# [What is expected]
Reproduce only the lines from the line containing "The component shall identify every instance of the horizontal" to the end of the entries below, including both of those lines.

++++ Material shown

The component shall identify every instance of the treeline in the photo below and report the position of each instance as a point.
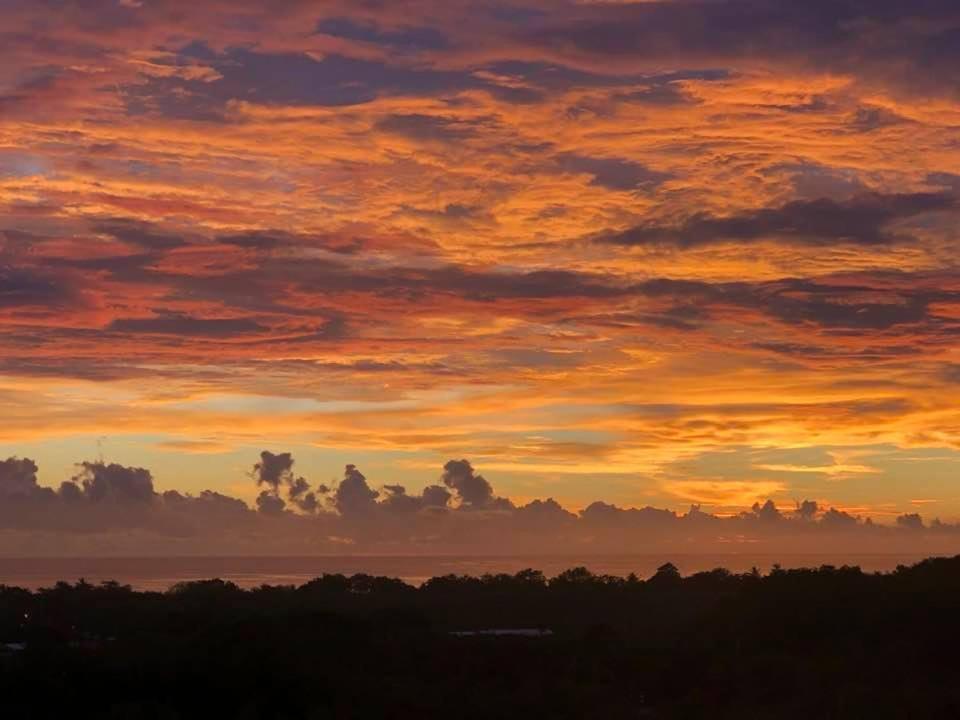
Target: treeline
(827, 642)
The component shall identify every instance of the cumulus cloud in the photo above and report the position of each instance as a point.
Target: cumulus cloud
(113, 501)
(276, 472)
(471, 489)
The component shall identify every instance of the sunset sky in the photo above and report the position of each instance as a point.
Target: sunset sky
(650, 252)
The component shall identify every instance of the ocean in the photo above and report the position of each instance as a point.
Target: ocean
(159, 573)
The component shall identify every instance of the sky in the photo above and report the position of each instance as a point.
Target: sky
(653, 253)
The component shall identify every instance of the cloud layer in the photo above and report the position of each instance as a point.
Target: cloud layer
(655, 252)
(116, 507)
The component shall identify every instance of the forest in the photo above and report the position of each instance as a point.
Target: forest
(830, 642)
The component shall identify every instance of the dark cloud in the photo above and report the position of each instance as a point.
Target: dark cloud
(426, 128)
(353, 496)
(101, 482)
(18, 477)
(25, 287)
(174, 323)
(275, 470)
(471, 489)
(613, 173)
(862, 220)
(104, 498)
(409, 38)
(140, 234)
(902, 44)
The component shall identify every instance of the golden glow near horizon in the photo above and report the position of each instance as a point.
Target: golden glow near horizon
(596, 249)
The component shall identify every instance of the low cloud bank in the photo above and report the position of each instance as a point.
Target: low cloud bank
(110, 509)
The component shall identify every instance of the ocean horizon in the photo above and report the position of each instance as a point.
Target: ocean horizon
(161, 573)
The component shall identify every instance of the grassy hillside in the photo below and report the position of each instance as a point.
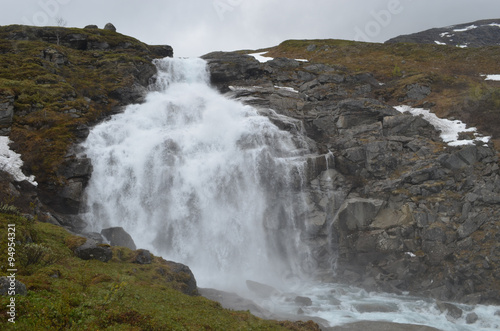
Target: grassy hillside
(58, 88)
(67, 293)
(454, 74)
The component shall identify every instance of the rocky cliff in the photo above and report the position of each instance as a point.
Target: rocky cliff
(394, 208)
(474, 34)
(54, 84)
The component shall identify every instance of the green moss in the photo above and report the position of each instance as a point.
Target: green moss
(44, 91)
(73, 294)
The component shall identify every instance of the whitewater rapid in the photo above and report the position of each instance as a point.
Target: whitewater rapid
(207, 181)
(200, 179)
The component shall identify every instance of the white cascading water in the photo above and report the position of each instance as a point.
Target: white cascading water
(199, 179)
(206, 181)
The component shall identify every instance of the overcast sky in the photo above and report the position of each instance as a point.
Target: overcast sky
(196, 27)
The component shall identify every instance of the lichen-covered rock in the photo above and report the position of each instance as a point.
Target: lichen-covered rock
(401, 211)
(92, 250)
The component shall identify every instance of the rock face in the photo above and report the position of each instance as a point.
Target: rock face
(394, 207)
(117, 236)
(474, 34)
(92, 250)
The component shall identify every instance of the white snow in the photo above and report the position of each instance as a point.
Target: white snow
(260, 58)
(470, 27)
(492, 77)
(11, 162)
(263, 59)
(449, 129)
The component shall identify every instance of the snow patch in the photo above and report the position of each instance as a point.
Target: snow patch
(263, 59)
(449, 129)
(11, 162)
(259, 57)
(470, 27)
(289, 89)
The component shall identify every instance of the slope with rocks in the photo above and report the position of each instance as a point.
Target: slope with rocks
(398, 209)
(475, 34)
(54, 84)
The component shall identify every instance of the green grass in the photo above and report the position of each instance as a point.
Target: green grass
(66, 293)
(454, 74)
(44, 92)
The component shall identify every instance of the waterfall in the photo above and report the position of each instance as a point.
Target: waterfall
(201, 179)
(204, 180)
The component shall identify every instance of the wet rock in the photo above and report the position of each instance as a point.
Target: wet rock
(228, 67)
(117, 236)
(358, 213)
(303, 301)
(110, 27)
(471, 318)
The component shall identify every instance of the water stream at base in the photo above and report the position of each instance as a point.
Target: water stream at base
(206, 181)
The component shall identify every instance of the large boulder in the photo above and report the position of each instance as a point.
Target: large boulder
(92, 250)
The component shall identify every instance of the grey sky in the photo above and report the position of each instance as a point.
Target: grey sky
(196, 27)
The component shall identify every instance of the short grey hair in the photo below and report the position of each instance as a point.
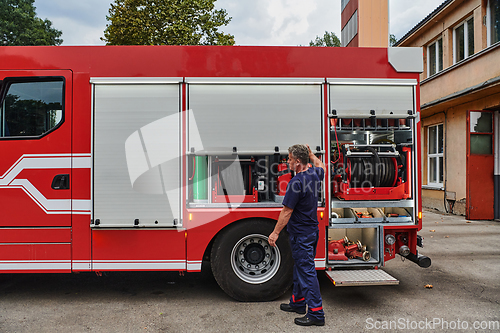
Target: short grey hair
(300, 152)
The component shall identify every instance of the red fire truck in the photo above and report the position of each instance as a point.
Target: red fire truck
(159, 158)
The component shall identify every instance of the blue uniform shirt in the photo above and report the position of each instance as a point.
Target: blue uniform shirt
(302, 196)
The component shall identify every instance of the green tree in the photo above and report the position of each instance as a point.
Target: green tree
(19, 25)
(329, 39)
(166, 22)
(392, 40)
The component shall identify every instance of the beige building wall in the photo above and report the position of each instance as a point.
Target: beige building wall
(446, 97)
(373, 21)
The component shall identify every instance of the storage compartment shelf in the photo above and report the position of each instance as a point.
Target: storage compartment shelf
(359, 240)
(370, 215)
(337, 203)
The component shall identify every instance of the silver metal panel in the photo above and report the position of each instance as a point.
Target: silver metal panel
(359, 277)
(136, 155)
(356, 101)
(254, 117)
(135, 80)
(336, 203)
(255, 80)
(376, 82)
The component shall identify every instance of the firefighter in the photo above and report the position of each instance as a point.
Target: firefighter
(299, 214)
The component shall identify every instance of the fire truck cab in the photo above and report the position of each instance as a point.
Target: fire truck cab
(163, 157)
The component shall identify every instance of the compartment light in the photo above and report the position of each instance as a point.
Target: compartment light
(404, 250)
(390, 239)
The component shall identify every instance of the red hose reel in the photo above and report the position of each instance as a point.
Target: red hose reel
(344, 249)
(372, 172)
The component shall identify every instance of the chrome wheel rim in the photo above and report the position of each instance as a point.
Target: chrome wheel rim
(253, 260)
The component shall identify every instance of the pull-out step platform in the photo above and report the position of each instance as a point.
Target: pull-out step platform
(361, 277)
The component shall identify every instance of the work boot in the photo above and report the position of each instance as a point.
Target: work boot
(288, 308)
(304, 321)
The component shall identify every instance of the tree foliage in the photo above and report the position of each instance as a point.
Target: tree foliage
(166, 22)
(328, 39)
(19, 25)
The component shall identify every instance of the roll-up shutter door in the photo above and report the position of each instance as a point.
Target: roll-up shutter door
(136, 155)
(254, 118)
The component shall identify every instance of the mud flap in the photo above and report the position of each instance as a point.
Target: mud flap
(361, 277)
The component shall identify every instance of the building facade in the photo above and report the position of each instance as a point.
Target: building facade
(365, 23)
(460, 104)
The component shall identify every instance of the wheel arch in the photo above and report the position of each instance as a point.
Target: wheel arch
(208, 249)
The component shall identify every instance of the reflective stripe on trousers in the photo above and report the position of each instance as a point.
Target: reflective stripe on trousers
(305, 280)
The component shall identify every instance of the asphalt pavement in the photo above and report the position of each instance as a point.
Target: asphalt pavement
(465, 295)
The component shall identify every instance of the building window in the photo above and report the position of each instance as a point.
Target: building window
(343, 4)
(435, 57)
(481, 133)
(435, 148)
(463, 40)
(31, 108)
(493, 14)
(350, 30)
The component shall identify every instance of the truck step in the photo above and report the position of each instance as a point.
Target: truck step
(361, 277)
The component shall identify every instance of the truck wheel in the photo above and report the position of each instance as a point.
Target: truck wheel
(246, 267)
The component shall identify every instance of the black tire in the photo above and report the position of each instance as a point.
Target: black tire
(246, 267)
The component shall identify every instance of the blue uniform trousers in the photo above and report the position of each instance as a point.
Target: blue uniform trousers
(305, 280)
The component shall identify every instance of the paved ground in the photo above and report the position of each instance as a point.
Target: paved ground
(465, 275)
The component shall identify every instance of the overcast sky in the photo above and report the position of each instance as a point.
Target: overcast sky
(254, 22)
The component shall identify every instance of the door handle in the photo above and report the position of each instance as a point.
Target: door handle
(61, 182)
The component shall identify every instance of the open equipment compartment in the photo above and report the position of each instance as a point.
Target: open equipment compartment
(353, 253)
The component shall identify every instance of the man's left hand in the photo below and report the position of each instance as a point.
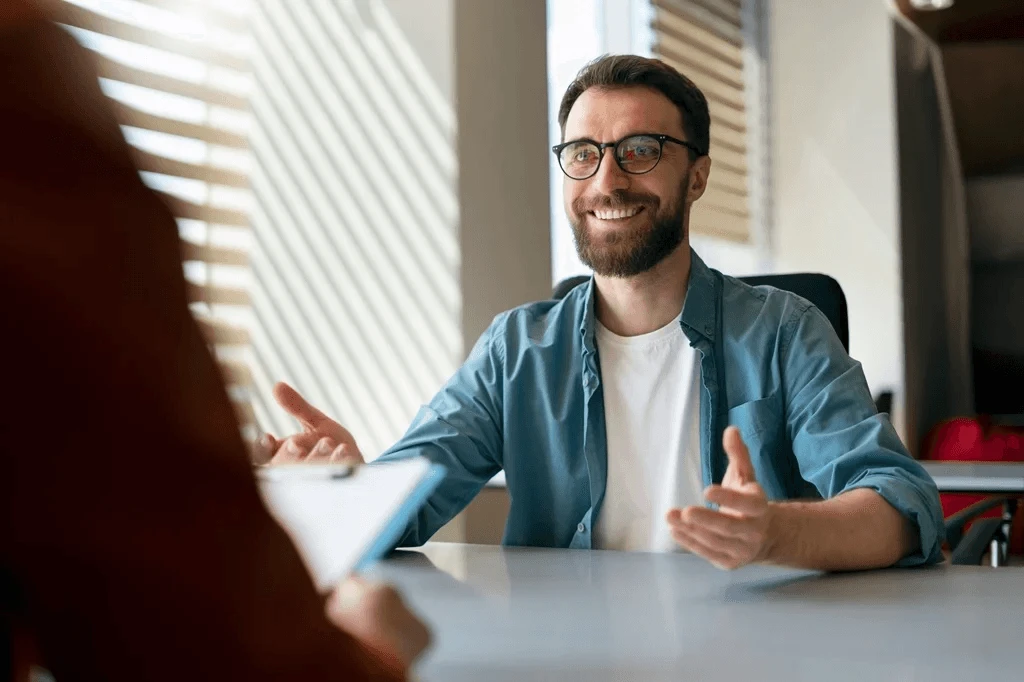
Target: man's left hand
(738, 533)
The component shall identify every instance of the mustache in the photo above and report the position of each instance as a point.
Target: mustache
(615, 200)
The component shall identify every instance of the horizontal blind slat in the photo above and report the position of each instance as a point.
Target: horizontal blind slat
(116, 71)
(723, 9)
(710, 22)
(81, 17)
(709, 221)
(216, 295)
(153, 163)
(682, 29)
(213, 15)
(236, 373)
(215, 255)
(220, 333)
(698, 60)
(192, 211)
(130, 116)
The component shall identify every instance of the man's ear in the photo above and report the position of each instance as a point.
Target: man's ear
(697, 178)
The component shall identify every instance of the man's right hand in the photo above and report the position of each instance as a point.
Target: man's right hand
(322, 440)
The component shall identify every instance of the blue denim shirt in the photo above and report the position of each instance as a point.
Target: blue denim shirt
(528, 400)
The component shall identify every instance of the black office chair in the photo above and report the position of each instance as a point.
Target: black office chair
(826, 294)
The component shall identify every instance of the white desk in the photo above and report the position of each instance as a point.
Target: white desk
(1004, 477)
(570, 615)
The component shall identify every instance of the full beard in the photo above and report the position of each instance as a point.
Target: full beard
(629, 252)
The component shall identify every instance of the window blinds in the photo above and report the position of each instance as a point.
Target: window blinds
(704, 39)
(178, 77)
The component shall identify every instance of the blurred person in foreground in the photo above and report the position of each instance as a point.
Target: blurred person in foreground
(662, 406)
(121, 560)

++++++++

# [Finished exercise]
The component shall identify every instance of the horizontal blind slat in the photo above and report the position of each instance as a point.
Target: horizontal blind slat
(116, 71)
(723, 9)
(710, 22)
(81, 17)
(709, 221)
(216, 295)
(153, 163)
(682, 29)
(213, 15)
(236, 373)
(215, 255)
(220, 333)
(698, 60)
(192, 211)
(130, 116)
The component shall identify every instance of the man's ear in the photo above and report the position of each instance as a point.
Target: man's ear
(697, 178)
The component shall identify every instance of the man's right hand in the photo above and report the position of each instance as a point.
Target: man's right hand
(322, 440)
The component shall identify every instance of the blue denim shirt in the photo above and report the position of each instance as a point.
Target: blue denim shirt
(528, 400)
The component shall identify every instance of the black office chair in the photo above and report the position of each instance as a point.
Target: black office chair
(826, 294)
The component shall identify every instance of the white desk in the photo above and report the position of each instance as a point.
Target: white desk
(1004, 477)
(570, 615)
The component shall identify every instance of the full beard in the photo above and report the position of each instance as a point.
Target: full beard
(629, 252)
The component shall identify every instance of the window blinds in the photo above and report the position of each instance as a point.
Target: window blinds
(704, 39)
(178, 77)
The component shall identify every instance of the blurred person in foreground in the photo above and report the position of each instance as a point.
Target: blurred person in foreground
(662, 406)
(121, 560)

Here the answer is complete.